▶ [PROVIDED DATA]:
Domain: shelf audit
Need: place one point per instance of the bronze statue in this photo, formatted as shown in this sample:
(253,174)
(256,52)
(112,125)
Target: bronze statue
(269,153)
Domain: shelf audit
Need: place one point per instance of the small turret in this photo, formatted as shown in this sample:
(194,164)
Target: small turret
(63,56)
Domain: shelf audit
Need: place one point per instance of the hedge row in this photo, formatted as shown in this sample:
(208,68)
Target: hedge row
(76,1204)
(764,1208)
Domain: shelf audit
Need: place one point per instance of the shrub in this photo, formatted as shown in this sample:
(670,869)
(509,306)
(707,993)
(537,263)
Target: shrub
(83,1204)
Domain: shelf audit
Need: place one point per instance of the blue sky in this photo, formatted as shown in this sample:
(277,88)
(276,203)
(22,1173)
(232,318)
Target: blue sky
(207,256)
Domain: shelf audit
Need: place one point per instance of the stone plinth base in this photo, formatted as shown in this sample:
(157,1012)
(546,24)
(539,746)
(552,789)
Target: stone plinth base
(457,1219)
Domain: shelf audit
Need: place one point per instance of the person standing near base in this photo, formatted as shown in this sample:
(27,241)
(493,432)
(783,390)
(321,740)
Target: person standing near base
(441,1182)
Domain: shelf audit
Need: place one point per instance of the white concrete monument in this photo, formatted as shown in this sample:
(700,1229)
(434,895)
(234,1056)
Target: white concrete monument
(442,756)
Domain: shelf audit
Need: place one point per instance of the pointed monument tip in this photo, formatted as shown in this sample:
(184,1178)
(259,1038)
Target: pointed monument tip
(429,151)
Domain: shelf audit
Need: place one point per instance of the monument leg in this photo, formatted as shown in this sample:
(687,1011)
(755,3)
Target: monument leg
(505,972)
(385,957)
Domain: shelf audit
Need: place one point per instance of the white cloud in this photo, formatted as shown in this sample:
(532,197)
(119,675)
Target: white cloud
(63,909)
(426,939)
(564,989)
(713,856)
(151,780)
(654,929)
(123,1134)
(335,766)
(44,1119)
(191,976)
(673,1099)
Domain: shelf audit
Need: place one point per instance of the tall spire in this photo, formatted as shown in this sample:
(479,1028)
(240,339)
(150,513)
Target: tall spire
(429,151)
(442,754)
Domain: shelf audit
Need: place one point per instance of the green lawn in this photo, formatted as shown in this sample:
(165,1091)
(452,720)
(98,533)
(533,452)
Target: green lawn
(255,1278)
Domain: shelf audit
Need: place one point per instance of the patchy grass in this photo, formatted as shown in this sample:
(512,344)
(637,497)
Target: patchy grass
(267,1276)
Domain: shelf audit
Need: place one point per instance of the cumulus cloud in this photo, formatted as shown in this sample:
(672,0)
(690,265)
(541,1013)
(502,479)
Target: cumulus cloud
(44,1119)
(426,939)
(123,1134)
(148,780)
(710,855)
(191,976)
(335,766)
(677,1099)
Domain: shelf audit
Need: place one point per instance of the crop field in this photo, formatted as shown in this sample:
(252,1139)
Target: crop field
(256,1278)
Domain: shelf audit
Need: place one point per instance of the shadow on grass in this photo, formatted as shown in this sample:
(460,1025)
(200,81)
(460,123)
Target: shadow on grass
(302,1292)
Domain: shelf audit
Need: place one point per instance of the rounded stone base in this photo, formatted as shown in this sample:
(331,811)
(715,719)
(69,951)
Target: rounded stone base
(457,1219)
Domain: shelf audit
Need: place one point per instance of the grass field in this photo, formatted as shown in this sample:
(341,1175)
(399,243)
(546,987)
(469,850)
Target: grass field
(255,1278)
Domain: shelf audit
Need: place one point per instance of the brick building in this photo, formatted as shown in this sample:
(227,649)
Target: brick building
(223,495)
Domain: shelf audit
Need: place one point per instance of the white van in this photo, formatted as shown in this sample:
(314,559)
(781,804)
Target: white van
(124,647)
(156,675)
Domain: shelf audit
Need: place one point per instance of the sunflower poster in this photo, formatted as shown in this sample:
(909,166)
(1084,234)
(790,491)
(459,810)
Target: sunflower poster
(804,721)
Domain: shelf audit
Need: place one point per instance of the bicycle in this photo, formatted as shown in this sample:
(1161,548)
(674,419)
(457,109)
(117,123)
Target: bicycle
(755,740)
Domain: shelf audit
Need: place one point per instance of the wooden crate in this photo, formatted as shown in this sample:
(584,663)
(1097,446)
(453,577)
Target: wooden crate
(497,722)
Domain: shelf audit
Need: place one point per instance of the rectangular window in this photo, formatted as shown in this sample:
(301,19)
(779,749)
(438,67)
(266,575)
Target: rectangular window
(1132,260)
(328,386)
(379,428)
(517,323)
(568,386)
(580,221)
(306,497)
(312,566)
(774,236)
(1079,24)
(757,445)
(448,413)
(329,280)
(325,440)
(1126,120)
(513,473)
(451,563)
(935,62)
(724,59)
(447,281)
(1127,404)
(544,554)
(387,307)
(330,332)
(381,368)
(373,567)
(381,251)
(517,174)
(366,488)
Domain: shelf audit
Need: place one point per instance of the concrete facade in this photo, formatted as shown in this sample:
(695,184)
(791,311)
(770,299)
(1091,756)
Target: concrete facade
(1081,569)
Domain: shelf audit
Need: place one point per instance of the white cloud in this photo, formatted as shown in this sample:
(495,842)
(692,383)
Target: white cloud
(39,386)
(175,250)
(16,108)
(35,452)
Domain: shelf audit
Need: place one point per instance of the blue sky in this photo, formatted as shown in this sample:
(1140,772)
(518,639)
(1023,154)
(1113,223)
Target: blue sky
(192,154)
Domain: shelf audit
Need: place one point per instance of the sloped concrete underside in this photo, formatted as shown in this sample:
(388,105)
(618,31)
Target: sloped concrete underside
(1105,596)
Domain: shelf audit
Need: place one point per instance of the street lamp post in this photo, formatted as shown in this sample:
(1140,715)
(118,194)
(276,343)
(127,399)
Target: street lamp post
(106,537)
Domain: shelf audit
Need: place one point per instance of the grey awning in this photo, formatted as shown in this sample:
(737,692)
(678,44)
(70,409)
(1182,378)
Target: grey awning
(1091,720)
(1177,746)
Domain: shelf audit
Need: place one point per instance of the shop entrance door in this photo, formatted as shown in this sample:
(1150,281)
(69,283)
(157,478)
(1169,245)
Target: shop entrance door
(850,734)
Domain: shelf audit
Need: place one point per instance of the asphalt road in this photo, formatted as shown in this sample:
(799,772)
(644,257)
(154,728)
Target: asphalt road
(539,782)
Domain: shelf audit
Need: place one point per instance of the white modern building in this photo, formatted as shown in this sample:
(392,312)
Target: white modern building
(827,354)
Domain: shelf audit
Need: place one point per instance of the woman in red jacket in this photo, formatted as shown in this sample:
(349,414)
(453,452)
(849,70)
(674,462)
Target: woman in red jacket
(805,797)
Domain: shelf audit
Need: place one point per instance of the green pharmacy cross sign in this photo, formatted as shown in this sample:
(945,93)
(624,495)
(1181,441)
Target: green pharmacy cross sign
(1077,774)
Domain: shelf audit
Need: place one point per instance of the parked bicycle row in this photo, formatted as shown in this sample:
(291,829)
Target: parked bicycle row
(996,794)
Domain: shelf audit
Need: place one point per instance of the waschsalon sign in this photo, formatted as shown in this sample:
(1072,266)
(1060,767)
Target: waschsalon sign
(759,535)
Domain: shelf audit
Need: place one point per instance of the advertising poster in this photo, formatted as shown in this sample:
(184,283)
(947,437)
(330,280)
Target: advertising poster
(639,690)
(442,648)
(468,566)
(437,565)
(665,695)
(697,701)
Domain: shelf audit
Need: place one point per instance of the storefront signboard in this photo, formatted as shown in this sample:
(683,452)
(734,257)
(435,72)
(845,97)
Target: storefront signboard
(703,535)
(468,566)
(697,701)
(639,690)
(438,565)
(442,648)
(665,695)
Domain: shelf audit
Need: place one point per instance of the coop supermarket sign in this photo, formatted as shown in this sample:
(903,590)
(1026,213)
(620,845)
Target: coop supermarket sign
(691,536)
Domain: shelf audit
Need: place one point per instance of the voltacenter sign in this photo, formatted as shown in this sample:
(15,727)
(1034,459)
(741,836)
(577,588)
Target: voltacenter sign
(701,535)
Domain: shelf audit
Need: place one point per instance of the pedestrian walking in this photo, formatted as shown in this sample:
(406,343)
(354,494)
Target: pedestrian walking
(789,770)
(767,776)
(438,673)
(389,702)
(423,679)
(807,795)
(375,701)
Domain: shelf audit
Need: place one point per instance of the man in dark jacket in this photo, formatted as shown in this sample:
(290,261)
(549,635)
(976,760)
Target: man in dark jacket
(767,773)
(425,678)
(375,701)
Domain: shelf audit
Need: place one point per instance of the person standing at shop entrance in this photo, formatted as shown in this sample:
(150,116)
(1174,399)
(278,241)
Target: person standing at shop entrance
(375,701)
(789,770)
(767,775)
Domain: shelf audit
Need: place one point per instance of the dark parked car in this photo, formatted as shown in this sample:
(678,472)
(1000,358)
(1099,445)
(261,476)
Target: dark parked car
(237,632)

▶ [EXERCISE OBJECTIVE]: Beginning at the top of the entries above, output each line exactly, and end with the line in which "Need: place one point per instance of the shrub" appears.

▶ [RESPONSE FOR THIS EXERCISE]:
Domain: shelf audit
Need: place one point per instance of the bronze statue in this photo, formatted as shown in this sample:
(253,174)
(256,52)
(112,125)
Target: bronze statue
(269,153)
Domain: shelf audit
Need: place one point per instance of the small turret in this photo, formatted as shown in this sample:
(194,164)
Target: small turret
(63,56)
Domain: shelf audit
Need: place one point per instance of the hedge row in this photo, formatted as shown in this sample:
(208,68)
Target: hedge row
(76,1204)
(764,1208)
Domain: shelf audit
Need: place one point per instance of the shrub in this photo, formatted as shown in this sample:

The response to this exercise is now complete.